EXERCISE BRIEF
Your task is to repeat each record verbatim, exactly as it was written.

** SUPPLIED RECORDS follows **

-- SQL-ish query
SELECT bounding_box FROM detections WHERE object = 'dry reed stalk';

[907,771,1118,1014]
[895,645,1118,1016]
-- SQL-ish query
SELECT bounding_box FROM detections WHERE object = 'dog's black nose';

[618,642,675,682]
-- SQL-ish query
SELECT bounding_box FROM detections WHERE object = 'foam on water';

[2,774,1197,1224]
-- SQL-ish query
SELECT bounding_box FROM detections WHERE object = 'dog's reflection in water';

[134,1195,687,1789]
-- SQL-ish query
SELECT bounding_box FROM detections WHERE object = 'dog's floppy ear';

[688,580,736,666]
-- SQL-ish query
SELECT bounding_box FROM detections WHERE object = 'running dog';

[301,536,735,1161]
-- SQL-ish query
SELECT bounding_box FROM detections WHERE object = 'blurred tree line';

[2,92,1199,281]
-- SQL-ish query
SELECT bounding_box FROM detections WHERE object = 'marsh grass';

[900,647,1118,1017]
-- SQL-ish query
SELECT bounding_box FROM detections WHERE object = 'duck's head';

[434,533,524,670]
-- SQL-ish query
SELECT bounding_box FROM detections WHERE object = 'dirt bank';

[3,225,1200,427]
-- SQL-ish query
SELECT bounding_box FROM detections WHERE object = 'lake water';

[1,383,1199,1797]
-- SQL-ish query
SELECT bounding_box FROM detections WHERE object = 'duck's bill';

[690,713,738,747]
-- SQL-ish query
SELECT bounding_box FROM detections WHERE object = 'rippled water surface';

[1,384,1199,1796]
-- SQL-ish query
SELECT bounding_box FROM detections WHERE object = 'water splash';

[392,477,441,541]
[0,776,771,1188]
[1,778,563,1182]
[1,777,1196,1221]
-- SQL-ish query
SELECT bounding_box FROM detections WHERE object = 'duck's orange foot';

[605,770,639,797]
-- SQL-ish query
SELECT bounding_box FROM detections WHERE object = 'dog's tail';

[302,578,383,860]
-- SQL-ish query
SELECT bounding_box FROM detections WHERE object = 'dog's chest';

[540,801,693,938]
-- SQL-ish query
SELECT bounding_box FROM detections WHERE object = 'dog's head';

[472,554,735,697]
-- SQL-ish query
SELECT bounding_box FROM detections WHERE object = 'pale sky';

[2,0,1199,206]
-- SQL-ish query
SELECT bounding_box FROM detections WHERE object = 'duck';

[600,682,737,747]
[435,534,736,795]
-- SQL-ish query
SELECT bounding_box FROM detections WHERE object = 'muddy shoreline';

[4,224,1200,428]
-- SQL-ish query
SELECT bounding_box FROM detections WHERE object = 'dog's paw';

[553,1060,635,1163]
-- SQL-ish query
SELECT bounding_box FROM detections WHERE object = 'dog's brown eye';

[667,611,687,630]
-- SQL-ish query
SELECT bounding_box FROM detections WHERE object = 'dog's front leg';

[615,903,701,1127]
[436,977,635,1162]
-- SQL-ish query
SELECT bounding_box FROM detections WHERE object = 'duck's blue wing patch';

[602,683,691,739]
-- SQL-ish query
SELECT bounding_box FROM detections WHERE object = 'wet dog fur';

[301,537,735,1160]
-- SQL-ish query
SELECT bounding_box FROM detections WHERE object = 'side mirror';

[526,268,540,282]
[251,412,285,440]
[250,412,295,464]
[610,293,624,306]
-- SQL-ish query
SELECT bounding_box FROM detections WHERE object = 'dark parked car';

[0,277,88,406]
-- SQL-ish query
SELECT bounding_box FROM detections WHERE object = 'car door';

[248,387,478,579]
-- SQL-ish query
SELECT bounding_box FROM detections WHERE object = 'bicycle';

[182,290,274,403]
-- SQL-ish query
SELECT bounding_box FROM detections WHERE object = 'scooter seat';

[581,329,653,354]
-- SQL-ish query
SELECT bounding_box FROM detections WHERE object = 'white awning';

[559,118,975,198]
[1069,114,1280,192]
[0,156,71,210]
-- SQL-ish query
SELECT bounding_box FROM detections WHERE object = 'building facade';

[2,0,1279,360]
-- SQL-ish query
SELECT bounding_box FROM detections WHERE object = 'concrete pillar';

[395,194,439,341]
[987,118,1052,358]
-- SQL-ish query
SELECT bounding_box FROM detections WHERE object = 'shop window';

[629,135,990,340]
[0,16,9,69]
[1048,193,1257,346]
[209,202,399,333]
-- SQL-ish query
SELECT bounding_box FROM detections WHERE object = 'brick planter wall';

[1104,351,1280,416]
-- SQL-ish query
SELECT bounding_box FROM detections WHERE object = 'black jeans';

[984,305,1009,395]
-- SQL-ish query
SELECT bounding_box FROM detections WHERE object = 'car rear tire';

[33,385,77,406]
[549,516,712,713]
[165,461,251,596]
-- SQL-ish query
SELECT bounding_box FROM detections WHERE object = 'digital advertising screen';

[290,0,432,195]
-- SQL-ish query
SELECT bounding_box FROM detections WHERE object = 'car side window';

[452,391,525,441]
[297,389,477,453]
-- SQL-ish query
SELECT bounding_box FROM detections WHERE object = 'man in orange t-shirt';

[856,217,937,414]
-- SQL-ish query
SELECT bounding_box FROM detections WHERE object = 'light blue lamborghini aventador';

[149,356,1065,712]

** End of SUPPLIED RECORDS **

RESULT OF THIS EXERCISE
-- SQL-ish query
SELECT bounding_box FROM detections WHERE object = 'dry reed stalk';

[907,771,1118,1014]
[895,645,1118,1016]
-- SQL-ish query
SELECT bounding_box FROM detections WHERE object = 'dog's black nose';

[618,642,675,682]
-- SQL-ish query
SELECT bounding_box FROM detections WHERE object = 'foam on water';

[2,774,1197,1224]
-- SQL-ish query
SELECT bounding_box FROM detections WHERE object = 'dog's reflection in water';

[134,1195,687,1789]
-- SQL-ish query
SELECT bounding_box FROM detections WHERE object = 'dog's floppy ear';

[688,580,736,666]
-- SQL-ish query
SELECT bounding_box FROM detections WHERE object = 'running dog';

[301,536,735,1161]
-- SQL-ish query
SELECT bounding_box FROM detections WHERE object = 'blurred tree line';

[2,92,1199,281]
-- SQL-ish query
SELECT bounding_box FROM detections WHERE object = 'marsh grass';

[900,647,1118,1017]
-- SQL-ish query
SELECT bounding_box FROM detections WHERE object = 'duck's head';

[434,533,524,670]
-- SQL-ish query
SELECT bounding_box FROM detections WHERE object = 'dirt bank';

[3,225,1200,427]
-- SQL-ish query
SELECT bounding_box FROM detections WHERE object = 'lake water';

[1,383,1199,1797]
-- SQL-ish query
SELECT bounding_box FROM detections WHERE object = 'duck's bill';

[690,713,738,747]
-- SQL-ish query
SELECT bounding_box FROM detections WHERE object = 'rippled water surface';

[1,384,1199,1796]
-- SQL-ish query
SELECT bounding_box FROM detections WHERE object = 'water splash';

[392,477,441,541]
[0,776,771,1188]
[1,778,563,1182]
[1,777,1196,1221]
-- SQL-ish query
SELECT bounding_box FROM detections WHERE object = 'duck's orange foot';

[605,770,639,797]
-- SQL-ish query
SELECT bounding_box FROM detections WHERE object = 'dog's tail';

[302,578,383,860]
-- SQL-ish query
SELECT bounding_box FROM detections WHERE object = 'dog's chest';

[540,801,693,938]
-- SQL-ish query
SELECT bounding_box FROM detections WHERE object = 'dog's head';

[472,554,735,697]
-- SQL-ish query
SELECT bounding_box FROM detections WHERE object = 'pale sky';

[2,0,1199,206]
-- SQL-ish query
SELECT bounding_box FROM detections WHERE object = 'duck';

[600,682,737,747]
[435,534,736,795]
-- SQL-ish query
SELECT bounding_box FROM detections WHERE object = 'muddy shoreline';

[4,224,1200,428]
-- SQL-ish query
SELECT bounding_box FROM detections WHERE object = 'dog's paw';

[553,1060,635,1163]
-- SQL-ish query
SELECT bounding_box FROM detections WHERE object = 'dog's brown eye';

[667,611,687,630]
-- SQL-ish query
SELECT bounding_box FROM detections WHERE object = 'dog's front leg';

[615,903,701,1127]
[436,977,635,1162]
-- SQL-ish query
SELECT bounding_box FROM detections WHERE object = 'duck's blue wing patch';

[602,683,691,739]
-- SQL-ish query
SELECT bounding_box FROM detections WHERE object = 'wet dog fur';

[301,537,735,1160]
-- SQL-ish query
SELECT bounding_box FROM detections WHERE object = 'side mirror';

[526,268,540,282]
[251,412,285,440]
[250,412,295,464]
[610,293,624,306]
-- SQL-ish query
SELECT bounding_box FROM detections WHERE object = 'dark parked car';

[0,277,88,406]
-- SQL-ish query
SELECT bounding_box FROM detections WHERE object = 'car door';

[248,387,478,579]
-- SQL-ish query
SELECT bounding_box FROM detections WHERE object = 'bicycle';

[182,290,274,403]
-- SQL-ish query
SELECT bounding_box FROM detections WHERE object = 'scooter seat';

[581,329,653,354]
-- SQL-ish query
SELECT bounding_box FROM detections WHERE object = 'white awning';

[559,118,975,198]
[1069,114,1280,192]
[0,156,71,210]
-- SQL-ish query
SELECT bounding_box FROM detections WHERE object = 'building facade';

[2,0,1279,360]
-- SQL-ish query
SELECT bounding_box FROM detections WHERE object = 'concrete pillar';

[395,194,439,341]
[987,118,1052,358]
-- SQL-ish query
SELECT bounding_box FROM detections WHERE object = 'shop window';

[629,135,990,340]
[0,16,9,69]
[1048,193,1257,346]
[209,202,399,333]
-- SQL-ish query
SELECT bounding_box FROM detections WHERE object = 'brick planter wall';

[1104,351,1280,416]
-- SQL-ish query
SELECT bounding_box FROM detections WHERE object = 'black jeans';

[984,305,1009,395]
-- SQL-ish query
SELECT bounding_box FROM detections WHERE object = 'car rear tire';

[33,385,77,406]
[549,516,712,713]
[165,461,251,596]
-- SQL-ish query
SELECT bounding_box FROM detections WHERE object = 'digital advertising screen';

[290,0,432,195]
-- SQL-ish query
SELECT bounding_box FROM detections WHERE object = 'car side window';

[452,391,525,441]
[297,389,477,453]
-- SQL-ish query
SELECT bounding_box FROM detections WHERE object = 'man in orange t-shirt';

[856,217,937,414]
-- SQL-ish query
SELECT bounding_box FROM detections WHERE object = 'light blue lamborghini aventador';

[149,356,1065,712]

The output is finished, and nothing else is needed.